And so we are in need of that 'guiding light' to move us past the hype of vendors, and the diluting power of demand. We need to educate organizations that are looking for talent on what a data science resume should look like. We need to understand data science for what it is, not what we want it to be. We need to own up to the title, and lay the foundations for future generations wanting to understand and model this new and exciting data-rich world.
To own up to the title of data scientist means practitioners, vendors and organizations must be held accountable to using the term science, just as is expected from every other scientific discipline. What makes science such a powerful approach to discovery and prediction is the fact that its definition is fully independent of human concerns. Yes, we apply science to the areas we are interested in, and are not immune to bias and even falsification of results. But these deviations of the practice do not survive the scientific approach. They are weeded out by the self-consistent and testable mechanisms that underly the scientific method. There is a natural momentum to science that self-corrects and its ability to do this is fully understandable because what survives is the truth. The truth, whether inline with our wishes or not, is simply the way the world works.

» Required actions:
a – In the passage on data science, starting with "To own up to the title of" and going on through "the world works.", write the text out again with "science" swapped for "inquiry".
b – According to the passage on data science, which parties must be held accountable to using the term science?
c – Go on with the passage on data science, picking up after its final sentence.

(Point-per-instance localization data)
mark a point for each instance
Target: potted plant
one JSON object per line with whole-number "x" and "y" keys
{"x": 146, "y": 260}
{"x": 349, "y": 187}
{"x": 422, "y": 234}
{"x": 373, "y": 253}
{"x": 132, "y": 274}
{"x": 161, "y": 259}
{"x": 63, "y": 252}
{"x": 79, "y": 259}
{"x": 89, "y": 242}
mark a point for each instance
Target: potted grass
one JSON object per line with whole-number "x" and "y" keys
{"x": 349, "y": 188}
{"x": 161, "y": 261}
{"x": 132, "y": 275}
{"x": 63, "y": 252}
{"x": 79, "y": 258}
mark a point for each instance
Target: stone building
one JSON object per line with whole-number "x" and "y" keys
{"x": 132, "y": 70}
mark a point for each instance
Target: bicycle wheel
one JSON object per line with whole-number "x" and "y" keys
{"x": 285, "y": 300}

» Response list:
a –
To own up to the title of data scientist means practitioners, vendors and organizations must be held accountable to using the term inquiry, just as is expected from every other scientific discipline. What makes inquiry such a powerful approach to discovery and prediction is the fact that its definition is fully independent of human concerns. Yes, we apply inquiry to the areas we are interested in, and are not immune to bias and even falsification of results. But these deviations of the practice do not survive the scientific approach. They are weeded out by the self-consistent and testable mechanisms that underly the scientific method. There is a natural momentum to inquiry that self-corrects and its ability to do this is fully understandable because what survives is the truth. The truth, whether inline with our wishes or not, is simply the way the world works.

b – Practitioners, vendors and organizations.

c –
Opinions, tools of the trade, programing languages and 'best' practices come and go, but what alway survives is the underlying truth that governs how complex systems operate. That 'thing' that does work in real world settings. That concept thatdoes explain the behavior with enough predictive accuracy to solve challenges and help organizations compete. This requires discovery; not engineered systems, business acumen, or vendor software. Those toolsets and approaches are only as powerful as the science that drives their execution and provides them their modeled behavior. It is not a product that defines data science, but an intangible ability to conduct quality research that turns raw resources into usable technology.
As a data scientist your allegiance is to science; not machine learning, statistics, database technology, or business practices. All of these are critically important but not the 'guiding light' that leads us to objective discovery. We cannot equate data science to a particular discipline or tool, because it is the investigation and the development of models that make us scientists. Tools, practices and languages can be learned, but having a passion and mind for discovery and experimentation is how science has always moved forward.
As a data scientist your allegiance is to science; not machine learning, statistics, database technology or business practices.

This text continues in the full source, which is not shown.